## Information given
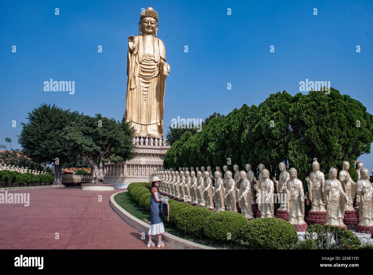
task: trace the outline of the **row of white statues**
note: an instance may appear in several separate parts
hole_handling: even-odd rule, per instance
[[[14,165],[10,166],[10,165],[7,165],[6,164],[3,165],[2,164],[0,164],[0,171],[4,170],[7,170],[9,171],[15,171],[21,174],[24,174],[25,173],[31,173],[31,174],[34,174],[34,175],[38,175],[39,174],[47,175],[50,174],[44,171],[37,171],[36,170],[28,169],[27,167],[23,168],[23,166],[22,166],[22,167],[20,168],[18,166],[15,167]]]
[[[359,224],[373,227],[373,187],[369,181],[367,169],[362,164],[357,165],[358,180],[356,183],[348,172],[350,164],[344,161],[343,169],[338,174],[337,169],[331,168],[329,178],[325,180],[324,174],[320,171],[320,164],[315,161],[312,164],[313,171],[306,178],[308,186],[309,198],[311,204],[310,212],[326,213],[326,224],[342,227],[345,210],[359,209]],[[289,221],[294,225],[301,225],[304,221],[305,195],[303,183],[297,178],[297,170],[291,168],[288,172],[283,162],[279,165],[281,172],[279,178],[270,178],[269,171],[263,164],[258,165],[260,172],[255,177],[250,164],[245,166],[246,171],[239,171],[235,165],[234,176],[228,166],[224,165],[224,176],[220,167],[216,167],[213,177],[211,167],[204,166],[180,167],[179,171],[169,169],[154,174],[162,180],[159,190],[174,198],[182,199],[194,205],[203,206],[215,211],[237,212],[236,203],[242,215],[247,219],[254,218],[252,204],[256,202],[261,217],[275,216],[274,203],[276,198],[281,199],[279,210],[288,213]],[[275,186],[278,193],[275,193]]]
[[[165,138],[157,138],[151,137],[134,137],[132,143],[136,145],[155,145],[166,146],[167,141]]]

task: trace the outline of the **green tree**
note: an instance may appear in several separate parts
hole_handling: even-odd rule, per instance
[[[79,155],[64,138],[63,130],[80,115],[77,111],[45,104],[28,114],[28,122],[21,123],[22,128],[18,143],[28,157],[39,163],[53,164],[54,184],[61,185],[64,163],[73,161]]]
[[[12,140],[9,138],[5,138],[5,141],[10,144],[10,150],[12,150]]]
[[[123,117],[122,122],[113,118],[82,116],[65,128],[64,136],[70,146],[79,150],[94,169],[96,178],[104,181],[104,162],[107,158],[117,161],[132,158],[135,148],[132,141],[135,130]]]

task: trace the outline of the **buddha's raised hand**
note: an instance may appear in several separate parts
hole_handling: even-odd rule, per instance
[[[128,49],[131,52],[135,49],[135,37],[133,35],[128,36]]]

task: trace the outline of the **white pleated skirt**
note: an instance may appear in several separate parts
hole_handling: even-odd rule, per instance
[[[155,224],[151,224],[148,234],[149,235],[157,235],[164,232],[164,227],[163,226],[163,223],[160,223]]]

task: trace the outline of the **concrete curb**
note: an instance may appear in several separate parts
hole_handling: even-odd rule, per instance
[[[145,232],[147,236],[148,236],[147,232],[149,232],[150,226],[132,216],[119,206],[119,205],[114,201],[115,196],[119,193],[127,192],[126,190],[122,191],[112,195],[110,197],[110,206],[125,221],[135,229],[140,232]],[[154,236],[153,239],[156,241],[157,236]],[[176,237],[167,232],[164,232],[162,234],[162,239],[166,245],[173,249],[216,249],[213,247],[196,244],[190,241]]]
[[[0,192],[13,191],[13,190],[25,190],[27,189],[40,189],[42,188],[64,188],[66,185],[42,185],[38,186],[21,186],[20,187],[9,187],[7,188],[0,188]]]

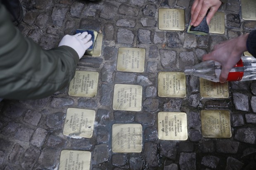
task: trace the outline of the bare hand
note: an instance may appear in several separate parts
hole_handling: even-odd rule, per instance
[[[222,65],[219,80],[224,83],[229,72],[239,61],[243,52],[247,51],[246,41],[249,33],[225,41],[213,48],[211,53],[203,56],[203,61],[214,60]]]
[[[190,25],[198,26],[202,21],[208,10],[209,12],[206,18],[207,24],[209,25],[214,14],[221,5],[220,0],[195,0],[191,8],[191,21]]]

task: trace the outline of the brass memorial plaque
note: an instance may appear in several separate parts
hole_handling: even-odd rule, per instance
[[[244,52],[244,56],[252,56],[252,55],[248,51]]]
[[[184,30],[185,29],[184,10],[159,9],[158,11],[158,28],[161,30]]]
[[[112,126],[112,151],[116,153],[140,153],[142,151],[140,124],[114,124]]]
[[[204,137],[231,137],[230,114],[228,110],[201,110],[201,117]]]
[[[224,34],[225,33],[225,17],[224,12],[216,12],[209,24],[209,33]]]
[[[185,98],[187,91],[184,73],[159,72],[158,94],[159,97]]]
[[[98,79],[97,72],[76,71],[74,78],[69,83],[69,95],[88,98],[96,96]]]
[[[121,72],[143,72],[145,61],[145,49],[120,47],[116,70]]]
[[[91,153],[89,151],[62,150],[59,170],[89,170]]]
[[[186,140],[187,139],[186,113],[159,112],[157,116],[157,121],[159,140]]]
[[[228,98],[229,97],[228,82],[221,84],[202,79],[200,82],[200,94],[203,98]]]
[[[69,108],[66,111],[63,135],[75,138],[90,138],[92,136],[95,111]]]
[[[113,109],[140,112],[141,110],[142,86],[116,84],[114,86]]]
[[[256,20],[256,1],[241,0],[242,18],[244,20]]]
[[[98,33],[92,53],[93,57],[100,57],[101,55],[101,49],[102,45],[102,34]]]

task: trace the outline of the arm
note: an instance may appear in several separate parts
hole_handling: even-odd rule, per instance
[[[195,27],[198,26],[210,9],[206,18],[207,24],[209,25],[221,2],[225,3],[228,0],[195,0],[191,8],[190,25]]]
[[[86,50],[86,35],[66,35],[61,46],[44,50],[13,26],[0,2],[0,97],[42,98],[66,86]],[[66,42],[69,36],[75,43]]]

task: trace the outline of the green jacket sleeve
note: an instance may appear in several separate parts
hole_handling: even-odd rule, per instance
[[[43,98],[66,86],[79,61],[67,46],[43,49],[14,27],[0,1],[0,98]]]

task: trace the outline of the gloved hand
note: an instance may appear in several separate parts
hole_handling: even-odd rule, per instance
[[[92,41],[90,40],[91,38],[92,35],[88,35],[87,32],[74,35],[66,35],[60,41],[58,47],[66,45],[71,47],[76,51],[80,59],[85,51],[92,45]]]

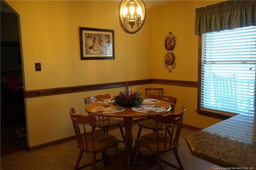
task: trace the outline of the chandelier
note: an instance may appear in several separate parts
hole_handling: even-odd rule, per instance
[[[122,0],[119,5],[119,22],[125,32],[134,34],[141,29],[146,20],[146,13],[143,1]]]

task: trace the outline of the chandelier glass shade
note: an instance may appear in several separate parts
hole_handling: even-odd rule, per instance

## Exercise task
Copy every entry above word for word, leaving out the pictures.

## Written response
task: trace the outline of the **row of white statues**
note: an instance may appear in several separate parts
hole_handling: even-odd rule, per instance
[[[14,165],[10,166],[10,165],[7,165],[6,164],[3,165],[2,164],[0,164],[0,171],[4,170],[7,170],[9,171],[15,171],[21,174],[24,174],[25,173],[31,173],[31,174],[34,174],[34,175],[38,175],[39,174],[47,175],[50,174],[44,171],[37,171],[36,170],[28,169],[27,167],[23,168],[23,166],[22,166],[22,167],[20,168],[18,166],[15,167]]]
[[[359,224],[373,227],[373,187],[369,181],[367,169],[362,164],[357,165],[358,180],[356,183],[348,172],[350,164],[344,161],[343,169],[338,174],[337,169],[331,168],[329,178],[325,180],[324,174],[320,171],[320,164],[315,161],[312,164],[313,171],[306,178],[308,186],[309,198],[311,204],[310,212],[326,213],[326,224],[342,227],[345,210],[359,209]],[[289,221],[294,225],[301,225],[304,221],[305,195],[303,183],[297,178],[297,170],[291,168],[288,172],[283,162],[279,165],[281,172],[279,178],[270,178],[269,171],[263,164],[258,165],[260,172],[255,177],[250,164],[245,166],[246,171],[239,171],[235,165],[234,176],[228,166],[224,165],[224,176],[220,167],[216,167],[213,177],[211,167],[204,166],[180,167],[179,171],[169,169],[154,174],[162,180],[159,190],[174,198],[182,199],[194,205],[203,206],[215,211],[237,212],[236,203],[242,215],[247,219],[254,218],[252,204],[256,202],[261,217],[275,216],[274,203],[276,198],[281,199],[279,210],[288,213]],[[275,186],[278,193],[275,193]]]
[[[165,138],[157,138],[151,137],[134,137],[132,143],[136,145],[155,145],[166,146],[167,141]]]

task: trace the outline of the **green tree**
note: an instance may appear in several separate parts
hole_handling: even-odd rule, per instance
[[[79,155],[64,138],[63,130],[80,115],[77,111],[45,104],[28,114],[28,122],[21,123],[22,128],[18,143],[28,157],[39,163],[53,164],[54,184],[61,185],[64,163],[73,161]]]
[[[12,140],[9,138],[5,138],[5,141],[10,144],[10,150],[12,150]]]
[[[123,117],[122,122],[113,118],[82,116],[65,128],[64,136],[70,146],[79,150],[94,169],[96,178],[104,181],[104,162],[107,158],[117,161],[132,158],[135,148],[132,141],[135,130]]]

task: trace the outline of the **buddha's raised hand**
note: an instance may appear in several separate parts
hole_handling: even-odd rule, per instance
[[[128,49],[131,52],[135,49],[135,37],[133,35],[128,36]]]

task: trace the outline of the **white pleated skirt**
note: an instance may appear in several separate parts
hole_handling: even-odd rule, per instance
[[[155,224],[151,224],[148,234],[149,235],[157,235],[164,232],[164,227],[163,226],[163,223],[160,223]]]

task: trace the outline of the **concrete curb**
note: an instance may appear in several separate parts
hole_handling: even-odd rule, per instance
[[[145,232],[147,236],[148,236],[147,232],[149,232],[150,226],[132,216],[119,206],[119,205],[114,201],[115,196],[119,193],[127,192],[126,190],[122,191],[112,195],[110,197],[110,206],[125,221],[135,229],[140,232]],[[154,236],[153,239],[156,241],[157,236]],[[176,237],[167,232],[164,232],[162,234],[162,239],[166,245],[173,249],[216,249],[213,247],[196,244],[190,241]]]
[[[0,192],[13,191],[13,190],[25,190],[27,189],[40,189],[42,188],[64,188],[66,185],[42,185],[38,186],[21,186],[20,187],[9,187],[7,188],[0,188]]]

task: trace the outline of the bare hand
note: an instance may appear in several separate parts
hole_handling: even-odd rule, per instance
[[[222,65],[219,80],[224,83],[229,72],[239,61],[243,52],[247,51],[246,41],[249,33],[225,41],[213,48],[211,53],[203,56],[203,61],[214,60]]]
[[[190,25],[198,26],[202,21],[208,10],[209,12],[206,18],[207,24],[209,25],[214,14],[221,5],[220,0],[195,0],[191,8],[191,21]]]

task: trace the outline of the brass memorial plaque
note: an instance may appear in several separate parts
hole_handling: even-odd rule, per instance
[[[244,52],[244,56],[252,56],[252,55],[248,51]]]
[[[184,30],[185,29],[184,10],[159,9],[158,11],[158,28],[161,30]]]
[[[112,126],[112,151],[116,153],[140,153],[142,151],[140,124],[114,124]]]
[[[204,137],[231,137],[230,114],[228,110],[201,110],[201,117]]]
[[[224,34],[225,33],[225,17],[224,12],[216,12],[209,24],[209,33]]]
[[[185,98],[187,91],[184,73],[159,72],[158,94],[159,97]]]
[[[98,79],[97,72],[76,71],[74,78],[69,83],[69,95],[88,98],[96,96]]]
[[[121,72],[143,72],[145,61],[145,49],[120,47],[116,70]]]
[[[91,153],[89,151],[62,150],[59,170],[89,170]]]
[[[186,140],[187,139],[186,113],[159,112],[157,116],[157,121],[159,140]]]
[[[228,98],[229,97],[228,82],[221,84],[202,79],[200,82],[200,94],[203,98]]]
[[[69,108],[66,111],[63,135],[75,138],[90,138],[92,136],[95,111]]]
[[[113,109],[140,112],[141,110],[142,86],[116,84],[114,86]]]
[[[256,20],[256,1],[241,0],[242,18],[244,20]]]
[[[98,33],[92,53],[93,57],[100,57],[101,55],[101,49],[102,45],[102,34]]]

task: trace the outline of the arm
note: an instance may appear in several separate parts
hole_handling: even-odd rule, per instance
[[[195,27],[198,26],[210,9],[206,18],[207,24],[209,25],[221,2],[225,3],[228,0],[195,0],[191,8],[190,25]]]
[[[86,50],[86,35],[66,35],[61,46],[44,50],[13,26],[0,2],[0,97],[42,98],[66,86]],[[66,42],[69,36],[75,43]]]

task: trace the outline of the green jacket sleeve
note: an instance may appear in several separate parts
hole_handling: even-odd rule, per instance
[[[43,98],[66,86],[79,61],[67,46],[43,49],[14,27],[0,1],[0,98]]]

task: trace the outline of the gloved hand
note: an instance may appear in several separate parts
hole_handling: even-odd rule, per instance
[[[92,41],[90,40],[91,38],[92,35],[88,35],[87,32],[74,35],[66,35],[60,41],[58,47],[66,45],[71,47],[76,51],[80,59],[85,51],[92,45]]]

task: trace the outline of the chandelier
note: an instance may appear in several separate parts
hole_handling: even-odd rule, per instance
[[[122,0],[119,5],[119,22],[125,32],[134,34],[141,29],[146,20],[146,13],[143,1]]]

task: trace the outline of the chandelier glass shade
note: an instance may appear in several separate parts
hole_handling: even-odd rule, per instance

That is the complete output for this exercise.